▸ INSTRUCTIONS FOR THE TASK: Find "Q: For each instance of the dark wood coffee" in the records that follow; print that line and each subsequent line through the last one, verbatim and with nothing added.

--

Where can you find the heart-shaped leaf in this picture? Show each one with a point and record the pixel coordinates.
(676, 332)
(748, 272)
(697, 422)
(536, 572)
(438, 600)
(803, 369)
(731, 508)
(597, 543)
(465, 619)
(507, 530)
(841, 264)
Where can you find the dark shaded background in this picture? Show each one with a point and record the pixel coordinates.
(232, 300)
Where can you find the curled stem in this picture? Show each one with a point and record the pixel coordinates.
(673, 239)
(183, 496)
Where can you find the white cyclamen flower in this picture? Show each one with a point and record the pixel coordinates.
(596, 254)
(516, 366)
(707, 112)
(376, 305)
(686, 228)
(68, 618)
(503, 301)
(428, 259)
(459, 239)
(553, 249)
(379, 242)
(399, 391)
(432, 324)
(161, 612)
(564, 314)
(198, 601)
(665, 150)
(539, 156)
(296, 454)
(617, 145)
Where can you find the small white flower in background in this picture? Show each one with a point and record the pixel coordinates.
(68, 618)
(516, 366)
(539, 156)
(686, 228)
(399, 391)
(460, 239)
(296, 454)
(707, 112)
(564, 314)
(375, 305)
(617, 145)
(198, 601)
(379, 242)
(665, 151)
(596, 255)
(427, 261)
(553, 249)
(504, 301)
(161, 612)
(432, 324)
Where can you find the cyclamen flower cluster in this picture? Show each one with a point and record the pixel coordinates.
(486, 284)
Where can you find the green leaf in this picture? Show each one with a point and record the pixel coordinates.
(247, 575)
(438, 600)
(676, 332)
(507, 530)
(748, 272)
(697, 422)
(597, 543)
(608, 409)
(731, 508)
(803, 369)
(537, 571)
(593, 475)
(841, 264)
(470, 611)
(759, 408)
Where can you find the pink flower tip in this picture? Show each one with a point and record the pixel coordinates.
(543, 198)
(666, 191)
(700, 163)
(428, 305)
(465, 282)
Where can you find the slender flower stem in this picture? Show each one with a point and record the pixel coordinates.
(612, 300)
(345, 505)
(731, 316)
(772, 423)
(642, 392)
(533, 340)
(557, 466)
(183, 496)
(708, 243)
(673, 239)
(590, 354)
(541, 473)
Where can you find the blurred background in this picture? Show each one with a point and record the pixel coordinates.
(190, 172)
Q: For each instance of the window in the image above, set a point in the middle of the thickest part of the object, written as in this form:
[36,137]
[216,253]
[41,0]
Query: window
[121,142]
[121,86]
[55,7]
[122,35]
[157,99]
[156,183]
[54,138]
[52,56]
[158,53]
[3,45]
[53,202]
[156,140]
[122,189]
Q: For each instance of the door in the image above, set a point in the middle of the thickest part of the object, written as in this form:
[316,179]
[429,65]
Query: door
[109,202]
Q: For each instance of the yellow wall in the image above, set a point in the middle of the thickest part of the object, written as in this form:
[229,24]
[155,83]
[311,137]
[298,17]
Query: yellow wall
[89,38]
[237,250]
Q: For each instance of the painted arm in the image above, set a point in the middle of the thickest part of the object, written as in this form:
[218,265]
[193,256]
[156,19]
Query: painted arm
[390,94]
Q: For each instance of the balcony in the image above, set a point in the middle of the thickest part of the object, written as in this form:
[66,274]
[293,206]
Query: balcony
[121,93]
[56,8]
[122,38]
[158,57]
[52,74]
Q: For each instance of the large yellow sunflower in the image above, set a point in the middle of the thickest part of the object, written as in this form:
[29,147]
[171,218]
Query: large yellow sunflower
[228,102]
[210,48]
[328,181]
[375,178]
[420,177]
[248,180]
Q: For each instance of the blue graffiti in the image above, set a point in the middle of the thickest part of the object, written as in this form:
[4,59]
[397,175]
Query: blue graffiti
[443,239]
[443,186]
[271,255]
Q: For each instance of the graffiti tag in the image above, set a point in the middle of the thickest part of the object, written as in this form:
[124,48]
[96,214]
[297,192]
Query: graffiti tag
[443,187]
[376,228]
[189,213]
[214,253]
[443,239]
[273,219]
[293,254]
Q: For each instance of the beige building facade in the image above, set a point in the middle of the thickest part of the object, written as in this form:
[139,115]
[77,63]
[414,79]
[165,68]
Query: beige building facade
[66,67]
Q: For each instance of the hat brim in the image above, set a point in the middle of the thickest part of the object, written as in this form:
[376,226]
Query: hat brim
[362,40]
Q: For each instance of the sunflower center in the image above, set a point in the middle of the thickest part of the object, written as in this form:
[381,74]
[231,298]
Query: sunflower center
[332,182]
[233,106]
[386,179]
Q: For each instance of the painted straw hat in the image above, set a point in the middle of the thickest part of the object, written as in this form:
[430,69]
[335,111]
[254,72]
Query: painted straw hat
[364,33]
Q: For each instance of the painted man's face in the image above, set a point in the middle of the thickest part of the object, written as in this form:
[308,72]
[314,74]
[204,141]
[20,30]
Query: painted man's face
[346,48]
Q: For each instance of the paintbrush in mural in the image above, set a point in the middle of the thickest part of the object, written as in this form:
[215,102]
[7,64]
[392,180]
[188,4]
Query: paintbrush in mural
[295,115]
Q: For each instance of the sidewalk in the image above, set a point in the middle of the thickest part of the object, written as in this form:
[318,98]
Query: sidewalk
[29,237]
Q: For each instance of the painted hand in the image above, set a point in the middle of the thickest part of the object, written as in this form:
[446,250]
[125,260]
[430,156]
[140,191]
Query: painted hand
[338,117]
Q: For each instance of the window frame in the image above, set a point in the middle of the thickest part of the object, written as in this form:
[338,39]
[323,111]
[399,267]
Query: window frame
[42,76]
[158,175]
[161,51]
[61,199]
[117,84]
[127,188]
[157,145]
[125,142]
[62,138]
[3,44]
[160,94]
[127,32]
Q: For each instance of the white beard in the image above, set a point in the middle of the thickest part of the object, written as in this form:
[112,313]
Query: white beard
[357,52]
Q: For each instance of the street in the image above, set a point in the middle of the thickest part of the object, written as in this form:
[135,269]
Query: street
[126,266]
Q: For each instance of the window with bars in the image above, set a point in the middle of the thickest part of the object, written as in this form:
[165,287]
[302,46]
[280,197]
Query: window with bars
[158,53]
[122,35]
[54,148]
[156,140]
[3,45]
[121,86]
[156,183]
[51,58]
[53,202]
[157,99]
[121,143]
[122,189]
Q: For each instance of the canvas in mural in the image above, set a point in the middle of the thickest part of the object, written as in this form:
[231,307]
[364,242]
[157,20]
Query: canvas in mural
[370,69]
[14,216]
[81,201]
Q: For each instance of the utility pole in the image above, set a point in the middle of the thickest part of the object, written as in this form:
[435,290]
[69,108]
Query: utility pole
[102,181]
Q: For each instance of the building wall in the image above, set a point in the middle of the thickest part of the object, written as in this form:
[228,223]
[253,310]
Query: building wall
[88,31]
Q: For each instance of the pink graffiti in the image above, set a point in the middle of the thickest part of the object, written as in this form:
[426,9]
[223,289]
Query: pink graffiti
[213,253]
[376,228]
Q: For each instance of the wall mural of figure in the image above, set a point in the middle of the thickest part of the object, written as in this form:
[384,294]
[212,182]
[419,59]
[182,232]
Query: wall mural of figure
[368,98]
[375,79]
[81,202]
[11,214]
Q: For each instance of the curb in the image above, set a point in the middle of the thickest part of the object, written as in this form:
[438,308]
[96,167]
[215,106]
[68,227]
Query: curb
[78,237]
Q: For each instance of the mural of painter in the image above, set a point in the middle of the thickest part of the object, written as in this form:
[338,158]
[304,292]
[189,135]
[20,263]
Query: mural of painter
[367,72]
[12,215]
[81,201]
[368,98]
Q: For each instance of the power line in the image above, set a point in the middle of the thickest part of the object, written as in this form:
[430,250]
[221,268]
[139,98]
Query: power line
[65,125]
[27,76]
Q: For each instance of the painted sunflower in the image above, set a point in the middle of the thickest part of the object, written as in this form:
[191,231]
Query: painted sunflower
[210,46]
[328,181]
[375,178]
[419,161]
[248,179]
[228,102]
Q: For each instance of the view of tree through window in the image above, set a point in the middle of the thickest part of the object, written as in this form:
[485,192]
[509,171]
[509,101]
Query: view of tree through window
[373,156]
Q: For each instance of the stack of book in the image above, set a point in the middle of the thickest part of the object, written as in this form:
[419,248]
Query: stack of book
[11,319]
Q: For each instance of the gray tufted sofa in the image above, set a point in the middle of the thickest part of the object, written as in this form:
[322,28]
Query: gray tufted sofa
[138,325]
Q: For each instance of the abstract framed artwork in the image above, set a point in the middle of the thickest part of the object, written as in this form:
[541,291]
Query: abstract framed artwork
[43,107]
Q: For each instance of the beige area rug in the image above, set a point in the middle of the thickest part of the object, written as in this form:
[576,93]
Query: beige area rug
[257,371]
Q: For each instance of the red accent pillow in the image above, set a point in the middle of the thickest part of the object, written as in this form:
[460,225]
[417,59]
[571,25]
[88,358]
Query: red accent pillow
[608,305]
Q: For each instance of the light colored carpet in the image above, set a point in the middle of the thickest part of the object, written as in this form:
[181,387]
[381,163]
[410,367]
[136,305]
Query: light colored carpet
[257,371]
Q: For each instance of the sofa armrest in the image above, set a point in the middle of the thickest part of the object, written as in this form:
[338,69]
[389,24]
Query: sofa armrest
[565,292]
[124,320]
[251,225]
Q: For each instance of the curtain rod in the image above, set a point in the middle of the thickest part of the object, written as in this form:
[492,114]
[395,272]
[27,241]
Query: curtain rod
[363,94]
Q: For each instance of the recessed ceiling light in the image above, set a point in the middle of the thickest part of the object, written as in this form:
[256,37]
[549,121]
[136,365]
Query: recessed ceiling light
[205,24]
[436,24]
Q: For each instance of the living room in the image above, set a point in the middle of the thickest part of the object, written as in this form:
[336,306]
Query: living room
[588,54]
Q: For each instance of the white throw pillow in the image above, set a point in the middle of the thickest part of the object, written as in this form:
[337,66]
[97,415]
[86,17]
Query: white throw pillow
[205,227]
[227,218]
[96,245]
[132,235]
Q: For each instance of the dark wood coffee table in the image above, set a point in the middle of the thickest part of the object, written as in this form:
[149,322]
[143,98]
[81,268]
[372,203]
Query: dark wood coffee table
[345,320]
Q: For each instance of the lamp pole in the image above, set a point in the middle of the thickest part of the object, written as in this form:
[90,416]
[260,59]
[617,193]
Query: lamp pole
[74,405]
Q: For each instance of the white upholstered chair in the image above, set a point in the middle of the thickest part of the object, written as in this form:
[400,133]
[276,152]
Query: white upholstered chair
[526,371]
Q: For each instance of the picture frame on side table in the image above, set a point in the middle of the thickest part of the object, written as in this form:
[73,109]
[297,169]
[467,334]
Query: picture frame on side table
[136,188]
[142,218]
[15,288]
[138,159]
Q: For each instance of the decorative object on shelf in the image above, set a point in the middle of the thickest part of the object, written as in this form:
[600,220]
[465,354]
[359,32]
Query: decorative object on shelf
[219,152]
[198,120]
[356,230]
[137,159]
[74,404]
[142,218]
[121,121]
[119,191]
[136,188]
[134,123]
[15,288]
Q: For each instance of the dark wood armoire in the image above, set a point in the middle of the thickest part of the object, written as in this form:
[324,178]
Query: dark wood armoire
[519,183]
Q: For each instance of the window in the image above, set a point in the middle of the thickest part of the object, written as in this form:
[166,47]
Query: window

--

▸ TASK OUTPUT:
Q: For each instance of the dark wood coffee table in the image above, set a point in the middle of the thickest part of the object, written as in this form:
[149,322]
[143,98]
[81,268]
[372,203]
Query: dark wood coffee table
[345,320]
Q: For each instance of the lamp pole in the image above, set a point in the middle of the thickest part of the object, written as in this form:
[90,416]
[260,59]
[617,193]
Query: lamp pole
[74,405]
Q: For each instance of the white upholstered chair in the image above, set a point in the middle of the thickest part of the object, written as in this form:
[400,133]
[276,152]
Query: white upholstered chair
[526,371]
Q: For each instance of the picture frame on side table in the image above, set a point in the middle of the thickest part of the object, written as in this form:
[73,109]
[297,169]
[467,334]
Query: picture frame on side table
[136,188]
[142,218]
[15,288]
[138,159]
Q: For each instance of the decorative object on shelf in the image above, set a point in the middle of the thickest part of the object, written as in this form:
[600,220]
[465,354]
[359,32]
Query: decorative object on shelf
[219,152]
[198,120]
[356,230]
[137,159]
[74,404]
[142,218]
[121,121]
[119,191]
[136,188]
[134,123]
[15,288]
Q: For each instance of the dark wood armoire in the image above, set a point in the middle of the thickest part of the object, written as in this form:
[324,178]
Query: dark wood armoire
[519,183]
Q: For each instance of the window in the image above, set a point in the middle of the thickest part of the object, written as in this form:
[166,47]
Query: window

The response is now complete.